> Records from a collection
______
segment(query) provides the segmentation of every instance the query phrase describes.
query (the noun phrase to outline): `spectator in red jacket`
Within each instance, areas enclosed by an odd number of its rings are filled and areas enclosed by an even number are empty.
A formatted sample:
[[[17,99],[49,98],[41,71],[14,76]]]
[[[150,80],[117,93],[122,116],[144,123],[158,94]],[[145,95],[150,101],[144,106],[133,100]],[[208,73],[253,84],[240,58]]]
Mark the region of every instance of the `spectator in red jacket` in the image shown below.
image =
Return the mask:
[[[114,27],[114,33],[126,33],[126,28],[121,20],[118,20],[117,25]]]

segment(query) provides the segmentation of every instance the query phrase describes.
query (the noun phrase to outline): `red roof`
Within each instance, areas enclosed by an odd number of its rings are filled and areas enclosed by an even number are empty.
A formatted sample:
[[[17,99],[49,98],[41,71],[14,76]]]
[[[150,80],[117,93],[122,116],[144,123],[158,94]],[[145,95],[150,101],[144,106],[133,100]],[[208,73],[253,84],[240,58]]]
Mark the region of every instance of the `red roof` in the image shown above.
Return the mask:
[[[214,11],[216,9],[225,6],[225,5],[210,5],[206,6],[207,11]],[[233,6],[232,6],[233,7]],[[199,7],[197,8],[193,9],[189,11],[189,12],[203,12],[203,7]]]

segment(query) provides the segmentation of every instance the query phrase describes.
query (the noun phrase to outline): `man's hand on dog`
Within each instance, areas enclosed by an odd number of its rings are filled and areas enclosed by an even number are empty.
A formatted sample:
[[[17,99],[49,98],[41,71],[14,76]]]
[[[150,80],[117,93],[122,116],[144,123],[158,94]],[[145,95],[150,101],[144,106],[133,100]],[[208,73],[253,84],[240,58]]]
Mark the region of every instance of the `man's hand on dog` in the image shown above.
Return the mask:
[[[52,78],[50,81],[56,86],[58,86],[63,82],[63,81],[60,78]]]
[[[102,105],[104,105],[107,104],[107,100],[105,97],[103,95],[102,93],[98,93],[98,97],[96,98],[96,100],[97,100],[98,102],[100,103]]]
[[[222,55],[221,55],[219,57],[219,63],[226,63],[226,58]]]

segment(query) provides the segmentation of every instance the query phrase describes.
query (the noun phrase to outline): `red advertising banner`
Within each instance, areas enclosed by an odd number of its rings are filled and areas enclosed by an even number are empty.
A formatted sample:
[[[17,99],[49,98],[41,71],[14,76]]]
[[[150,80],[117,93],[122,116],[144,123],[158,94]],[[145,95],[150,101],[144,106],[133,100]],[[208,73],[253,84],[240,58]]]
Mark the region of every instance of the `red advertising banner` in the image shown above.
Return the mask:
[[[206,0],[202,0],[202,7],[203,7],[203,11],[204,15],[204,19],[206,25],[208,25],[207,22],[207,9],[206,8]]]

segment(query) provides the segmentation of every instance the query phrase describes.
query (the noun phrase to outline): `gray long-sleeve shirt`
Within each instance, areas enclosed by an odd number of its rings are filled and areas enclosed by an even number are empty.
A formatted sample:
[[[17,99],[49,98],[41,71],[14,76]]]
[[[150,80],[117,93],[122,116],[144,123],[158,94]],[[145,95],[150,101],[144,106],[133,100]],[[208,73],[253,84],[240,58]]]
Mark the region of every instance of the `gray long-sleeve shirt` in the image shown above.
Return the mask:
______
> Problem details
Give back the data above exactly as it appears.

> Answer for this exercise
segment(query) provides the segmentation of every instance the query phrase describes.
query (the noun phrase to outline): `spectator in red jacket`
Within each instance, areas enclosed by an odd number of its rings are filled and areas enclosed by an even number are empty.
A formatted sample:
[[[17,99],[49,98],[41,71],[14,76]]]
[[[150,80],[117,93],[122,116],[144,123],[158,94]],[[145,95],[150,101],[144,106],[133,100]],[[208,73],[253,84],[240,58]]]
Mark the region of every instance of the `spectator in red jacket` in the image shown below.
image =
Return the mask:
[[[114,27],[114,33],[126,33],[126,28],[121,20],[118,20],[117,25]]]

segment(query) provides the segmentation of every instance the query phrase describes.
query (the noun phrase to outline): `red roof`
Within each instance, areas enclosed by an odd number of its rings are filled and areas enclosed by an even number are empty.
A formatted sample:
[[[17,99],[49,98],[41,71],[14,76]]]
[[[150,80],[117,93],[122,116],[144,123],[158,94]],[[145,95],[150,101],[144,106],[133,100]],[[208,73],[253,84],[240,58]]]
Mark the region of every instance of the `red roof` in the image shown above.
Return the mask:
[[[214,11],[216,9],[225,6],[225,5],[210,5],[206,6],[207,11]],[[233,6],[232,6],[233,7]],[[199,7],[197,8],[193,9],[189,11],[189,12],[203,12],[203,7]]]

segment(query) provides the segmentation of every instance the query phrase describes.
query (the noun phrase to outline): `man's hand on dog`
Within each instance, areas enclosed by an odd number of its rings are filled and areas enclosed by an even number are empty.
A formatted sample:
[[[17,99],[49,98],[41,71],[14,76]]]
[[[150,80],[117,93],[122,116],[144,123],[158,94]],[[145,95],[150,101],[144,106],[133,100]],[[208,73],[253,84],[240,58]]]
Mark the region of every instance of the `man's hand on dog` in the image shown above.
Return the mask:
[[[52,78],[50,81],[56,86],[58,86],[63,82],[63,81],[60,78]]]
[[[102,105],[104,105],[107,104],[107,100],[105,97],[103,95],[102,93],[98,93],[98,97],[96,98],[96,100],[97,100],[98,102],[100,103]]]
[[[222,55],[221,55],[219,57],[219,63],[226,63],[226,58]]]

segment(query) provides the segmentation of every instance the query phrase describes.
query (the noun phrase to outline): `red advertising banner`
Within each instance, areas enclosed by an odd number of its rings are filled and areas enclosed by an even number are empty.
A formatted sample:
[[[17,99],[49,98],[41,71],[14,76]]]
[[[150,80],[117,93],[122,116],[144,123],[158,94]],[[145,95],[150,101],[144,106],[133,100]],[[208,73],[253,84],[240,58]]]
Mark the region of every instance of the `red advertising banner` in the image shown above.
Return the mask:
[[[206,0],[202,0],[202,7],[203,7],[203,11],[204,15],[204,19],[206,25],[208,25],[207,22],[207,9],[206,8]]]

segment(query) provides the segmentation of every instance the query phrase describes.
query (the noun phrase to outline): `gray long-sleeve shirt`
Within each instance, areas enclosed by an odd number of its rings are filled and areas enclosed by an even number are empty.
A formatted sample:
[[[17,99],[49,98],[41,71],[14,76]]]
[[[150,80],[117,93],[122,116],[144,123],[158,94]],[[145,95],[150,101],[144,106],[133,100]],[[208,73],[253,84],[240,58]]]
Mark the region of every instance of the `gray long-sleeve shirt` in the image shown above.
Return the mask:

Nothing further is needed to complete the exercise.